Short problem:
Rewrite the records from the start through the line holding "(232, 80), (358, 230)", inclusive, keeping the requests and scaling every bounding-box coordinate in the answers by 2.25, rounded to whole numbers with halves going up. Leave the numbers in the requests and their format samples unchanged, and omit the pictures.

* begin Exercise input *

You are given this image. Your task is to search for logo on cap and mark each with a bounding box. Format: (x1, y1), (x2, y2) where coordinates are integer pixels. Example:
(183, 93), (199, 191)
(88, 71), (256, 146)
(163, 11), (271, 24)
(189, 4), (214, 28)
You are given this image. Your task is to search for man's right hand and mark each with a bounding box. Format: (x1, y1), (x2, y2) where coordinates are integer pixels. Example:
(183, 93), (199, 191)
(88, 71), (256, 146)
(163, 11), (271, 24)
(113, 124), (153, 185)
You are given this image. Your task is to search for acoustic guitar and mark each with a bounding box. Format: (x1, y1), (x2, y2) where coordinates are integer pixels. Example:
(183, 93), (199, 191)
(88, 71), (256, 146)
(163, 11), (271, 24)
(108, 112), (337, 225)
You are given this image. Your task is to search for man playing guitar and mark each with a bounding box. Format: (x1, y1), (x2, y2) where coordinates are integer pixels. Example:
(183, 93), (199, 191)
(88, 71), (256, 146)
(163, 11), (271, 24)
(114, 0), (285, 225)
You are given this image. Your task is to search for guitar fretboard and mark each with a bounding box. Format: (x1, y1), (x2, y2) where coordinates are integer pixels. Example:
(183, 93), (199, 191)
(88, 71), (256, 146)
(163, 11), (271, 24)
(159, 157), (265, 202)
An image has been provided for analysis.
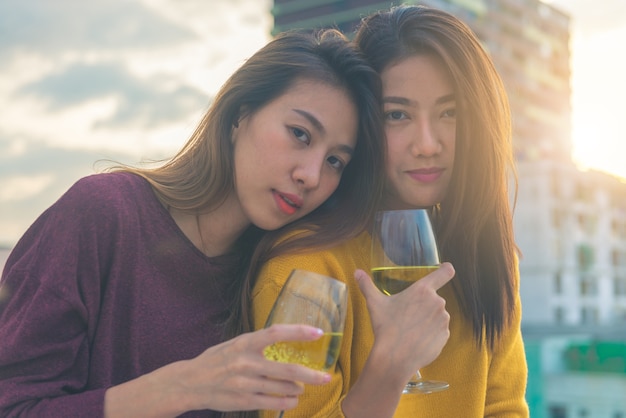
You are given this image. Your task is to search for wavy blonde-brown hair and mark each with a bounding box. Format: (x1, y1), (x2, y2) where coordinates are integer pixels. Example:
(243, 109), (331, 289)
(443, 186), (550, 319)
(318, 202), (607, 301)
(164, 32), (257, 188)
(355, 6), (517, 347)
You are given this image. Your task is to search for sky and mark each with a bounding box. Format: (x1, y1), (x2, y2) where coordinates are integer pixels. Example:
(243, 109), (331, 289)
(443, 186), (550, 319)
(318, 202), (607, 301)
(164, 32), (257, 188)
(0, 0), (626, 247)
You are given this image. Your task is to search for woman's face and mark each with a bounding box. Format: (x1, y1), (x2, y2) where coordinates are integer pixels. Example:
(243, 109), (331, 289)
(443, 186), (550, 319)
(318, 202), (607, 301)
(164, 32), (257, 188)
(381, 54), (456, 209)
(232, 80), (358, 230)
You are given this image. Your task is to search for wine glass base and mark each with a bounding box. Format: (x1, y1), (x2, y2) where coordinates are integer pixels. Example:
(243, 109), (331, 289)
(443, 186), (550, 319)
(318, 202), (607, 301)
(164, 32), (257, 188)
(402, 380), (450, 393)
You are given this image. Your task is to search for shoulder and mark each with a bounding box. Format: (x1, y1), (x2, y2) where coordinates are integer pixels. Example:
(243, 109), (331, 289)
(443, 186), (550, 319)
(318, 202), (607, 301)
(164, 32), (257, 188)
(257, 232), (370, 288)
(65, 172), (150, 205)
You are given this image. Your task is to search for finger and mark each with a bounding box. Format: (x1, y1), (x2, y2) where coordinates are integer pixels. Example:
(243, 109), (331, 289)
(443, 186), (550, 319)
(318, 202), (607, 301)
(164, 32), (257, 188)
(418, 262), (455, 290)
(354, 269), (380, 301)
(253, 324), (324, 348)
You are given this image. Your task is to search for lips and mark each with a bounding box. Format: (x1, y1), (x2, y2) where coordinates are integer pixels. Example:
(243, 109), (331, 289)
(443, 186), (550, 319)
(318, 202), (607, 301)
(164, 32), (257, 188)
(407, 167), (445, 183)
(273, 190), (303, 215)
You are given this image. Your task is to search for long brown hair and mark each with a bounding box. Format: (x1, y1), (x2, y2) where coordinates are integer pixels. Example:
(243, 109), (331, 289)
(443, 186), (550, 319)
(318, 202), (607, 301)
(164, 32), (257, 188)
(114, 29), (385, 417)
(355, 6), (517, 348)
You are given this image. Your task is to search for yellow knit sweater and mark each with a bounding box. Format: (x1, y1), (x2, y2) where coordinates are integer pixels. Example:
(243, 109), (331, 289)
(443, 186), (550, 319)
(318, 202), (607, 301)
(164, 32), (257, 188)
(253, 233), (528, 418)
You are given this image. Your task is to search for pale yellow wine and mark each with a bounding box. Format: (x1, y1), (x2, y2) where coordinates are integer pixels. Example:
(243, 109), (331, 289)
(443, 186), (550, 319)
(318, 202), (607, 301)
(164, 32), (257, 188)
(372, 266), (439, 295)
(263, 332), (343, 371)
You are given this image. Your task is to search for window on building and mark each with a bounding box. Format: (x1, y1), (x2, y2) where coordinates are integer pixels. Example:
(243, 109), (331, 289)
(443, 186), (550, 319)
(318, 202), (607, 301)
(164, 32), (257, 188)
(554, 306), (565, 324)
(552, 209), (562, 229)
(580, 306), (598, 325)
(613, 276), (626, 296)
(579, 274), (598, 296)
(577, 244), (595, 270)
(548, 405), (567, 418)
(554, 270), (563, 295)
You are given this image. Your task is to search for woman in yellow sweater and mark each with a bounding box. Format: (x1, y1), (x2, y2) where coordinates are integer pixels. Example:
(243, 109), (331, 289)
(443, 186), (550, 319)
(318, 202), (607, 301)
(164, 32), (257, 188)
(252, 6), (528, 418)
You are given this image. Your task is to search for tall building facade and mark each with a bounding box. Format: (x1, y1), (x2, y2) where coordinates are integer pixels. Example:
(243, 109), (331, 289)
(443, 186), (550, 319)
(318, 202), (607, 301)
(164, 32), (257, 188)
(272, 0), (571, 161)
(272, 0), (626, 418)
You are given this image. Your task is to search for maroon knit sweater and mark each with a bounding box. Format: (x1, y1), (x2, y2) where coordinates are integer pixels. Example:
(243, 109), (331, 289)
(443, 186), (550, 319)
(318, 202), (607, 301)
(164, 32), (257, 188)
(0, 173), (239, 417)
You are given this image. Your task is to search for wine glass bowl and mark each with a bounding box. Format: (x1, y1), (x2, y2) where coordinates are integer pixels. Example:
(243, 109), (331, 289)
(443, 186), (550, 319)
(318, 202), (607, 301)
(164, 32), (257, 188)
(371, 209), (449, 393)
(263, 269), (348, 417)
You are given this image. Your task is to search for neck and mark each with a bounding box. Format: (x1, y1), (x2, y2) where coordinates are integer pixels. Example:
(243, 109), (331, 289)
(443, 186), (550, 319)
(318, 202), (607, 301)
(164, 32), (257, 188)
(170, 194), (250, 257)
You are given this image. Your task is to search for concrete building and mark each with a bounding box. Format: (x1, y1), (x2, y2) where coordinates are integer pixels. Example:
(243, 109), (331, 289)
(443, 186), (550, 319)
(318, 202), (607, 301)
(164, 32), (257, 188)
(272, 0), (626, 418)
(272, 0), (571, 161)
(514, 161), (626, 326)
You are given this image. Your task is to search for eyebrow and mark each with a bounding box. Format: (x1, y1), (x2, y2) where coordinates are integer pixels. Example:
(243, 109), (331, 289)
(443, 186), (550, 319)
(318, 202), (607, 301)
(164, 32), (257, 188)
(292, 109), (354, 156)
(383, 94), (456, 107)
(293, 109), (326, 135)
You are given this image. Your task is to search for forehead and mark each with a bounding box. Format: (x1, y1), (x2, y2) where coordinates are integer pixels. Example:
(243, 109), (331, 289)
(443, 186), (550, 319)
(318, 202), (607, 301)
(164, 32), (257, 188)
(381, 54), (454, 94)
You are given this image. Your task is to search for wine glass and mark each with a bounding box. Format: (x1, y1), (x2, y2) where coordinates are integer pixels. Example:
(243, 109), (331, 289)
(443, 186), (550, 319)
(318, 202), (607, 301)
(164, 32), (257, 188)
(263, 269), (348, 418)
(371, 209), (450, 393)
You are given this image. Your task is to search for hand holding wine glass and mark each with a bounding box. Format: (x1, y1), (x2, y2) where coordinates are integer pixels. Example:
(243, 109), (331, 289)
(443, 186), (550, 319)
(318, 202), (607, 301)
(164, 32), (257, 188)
(371, 209), (449, 393)
(264, 269), (348, 417)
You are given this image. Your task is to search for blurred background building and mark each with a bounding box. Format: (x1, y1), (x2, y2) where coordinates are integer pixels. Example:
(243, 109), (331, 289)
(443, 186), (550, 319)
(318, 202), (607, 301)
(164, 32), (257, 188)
(272, 0), (626, 418)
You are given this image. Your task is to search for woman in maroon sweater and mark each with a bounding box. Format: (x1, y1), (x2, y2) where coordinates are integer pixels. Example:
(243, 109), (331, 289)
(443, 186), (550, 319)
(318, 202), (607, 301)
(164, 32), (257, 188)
(0, 27), (384, 417)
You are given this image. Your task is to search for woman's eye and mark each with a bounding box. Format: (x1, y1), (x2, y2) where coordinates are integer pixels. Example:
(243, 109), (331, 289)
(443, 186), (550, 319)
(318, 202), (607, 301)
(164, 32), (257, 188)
(387, 110), (407, 120)
(442, 108), (456, 118)
(291, 128), (311, 145)
(327, 156), (345, 171)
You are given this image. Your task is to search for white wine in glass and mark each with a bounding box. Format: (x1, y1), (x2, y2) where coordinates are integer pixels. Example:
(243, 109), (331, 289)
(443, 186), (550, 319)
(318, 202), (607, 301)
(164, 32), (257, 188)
(264, 269), (348, 418)
(371, 209), (450, 393)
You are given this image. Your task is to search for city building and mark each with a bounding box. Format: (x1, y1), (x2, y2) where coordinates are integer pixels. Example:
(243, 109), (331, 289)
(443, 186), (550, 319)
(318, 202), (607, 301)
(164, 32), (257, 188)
(272, 0), (626, 418)
(514, 161), (626, 327)
(272, 0), (571, 161)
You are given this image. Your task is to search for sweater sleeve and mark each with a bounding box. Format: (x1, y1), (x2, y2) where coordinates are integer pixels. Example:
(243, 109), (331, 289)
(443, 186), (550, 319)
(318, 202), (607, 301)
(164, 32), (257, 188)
(252, 245), (367, 418)
(0, 177), (116, 417)
(485, 262), (529, 418)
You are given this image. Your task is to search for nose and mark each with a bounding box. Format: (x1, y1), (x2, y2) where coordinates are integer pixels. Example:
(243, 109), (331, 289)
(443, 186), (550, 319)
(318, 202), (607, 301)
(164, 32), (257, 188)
(411, 118), (441, 157)
(293, 155), (326, 189)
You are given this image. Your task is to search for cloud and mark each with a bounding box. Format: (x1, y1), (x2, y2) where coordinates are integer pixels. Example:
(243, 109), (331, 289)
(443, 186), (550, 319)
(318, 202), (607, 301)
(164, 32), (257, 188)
(0, 133), (140, 247)
(16, 63), (208, 128)
(0, 0), (195, 59)
(544, 0), (626, 37)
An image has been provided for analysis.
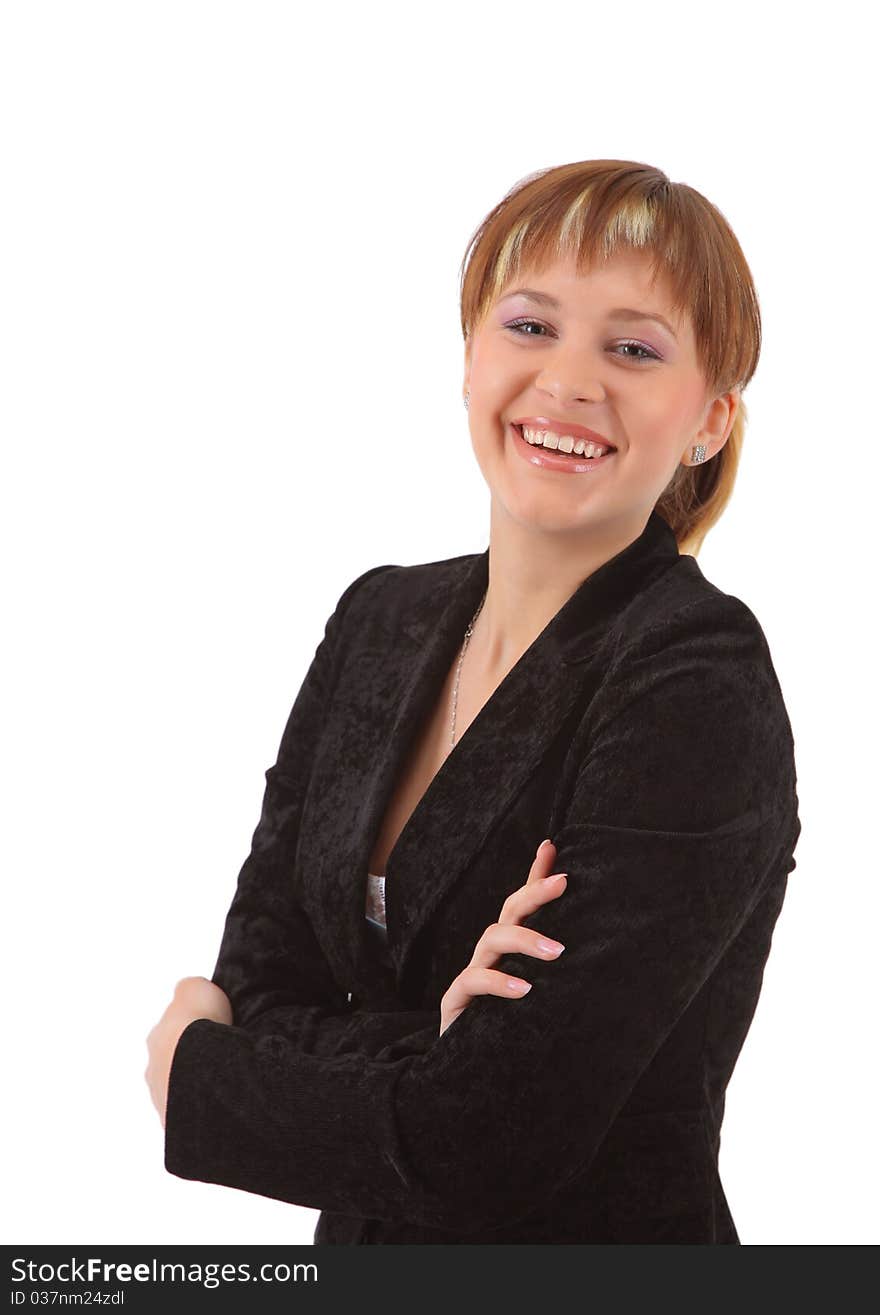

* end Exercise input *

Solution:
You are given this image. Your task is to search for logo on cap and mark each with a bounding box. Format: (x1, y1), (x2, y2) where coordinates are integer pixels. Example:
(183, 93), (199, 191)
(88, 71), (256, 146)
(163, 11), (271, 24)
(425, 9), (482, 63)
You are given this image. Your task is to search for man's right hand and mark each with a bounding box. Format: (x1, y1), (x2, y2) where coordinates are integer pixels. Example:
(183, 93), (199, 191)
(88, 71), (256, 146)
(163, 11), (271, 24)
(254, 279), (344, 416)
You are given this image. Your task is to search for acoustic guitar and mark each with a bounding box. Format: (x1, y1), (x2, y2) where coordinates are integer pixels. Example:
(183, 93), (199, 191)
(88, 71), (256, 146)
(163, 11), (271, 24)
(243, 252), (758, 506)
You are given this image. Your task is to search for man playing guitar and mark each with a bounding box. Format: (x1, y1), (x2, y2) where coordinates are integer pixels. Example:
(183, 93), (199, 191)
(88, 71), (256, 146)
(163, 11), (271, 24)
(257, 0), (641, 506)
You are given this image. Your task is to search for guitar fretboard and mark each with a bounding box. Format: (x1, y1), (x2, y2) where coordinates are integer pixels. Example:
(183, 93), (199, 191)
(88, 71), (256, 146)
(163, 11), (271, 24)
(358, 353), (596, 455)
An image has been provided for analysis.
You are given this image. Your task is to search for wavy blonde-brown hair and mark each with a bounding box. Format: (x1, y1), (x2, y2) where coordinates are integer pixels. Example:
(243, 109), (331, 289)
(443, 186), (550, 319)
(318, 202), (607, 301)
(164, 32), (257, 188)
(799, 14), (1163, 781)
You are given this image. Your task is to search for sky and mark each with a bounding box. Format: (x1, y1), (x2, y2) where coordinates are integer pixels. Example:
(243, 109), (331, 289)
(443, 186), (550, 319)
(318, 202), (607, 301)
(164, 32), (257, 188)
(0, 0), (1409, 556)
You are given this image. Your task is to search for woman's face and mark each with a bounding box. Format: (x1, y1), (x2, y2) where coordinates are integer pixels. Example:
(243, 109), (331, 289)
(443, 186), (550, 319)
(318, 202), (607, 301)
(164, 32), (257, 188)
(857, 122), (1026, 470)
(522, 180), (806, 518)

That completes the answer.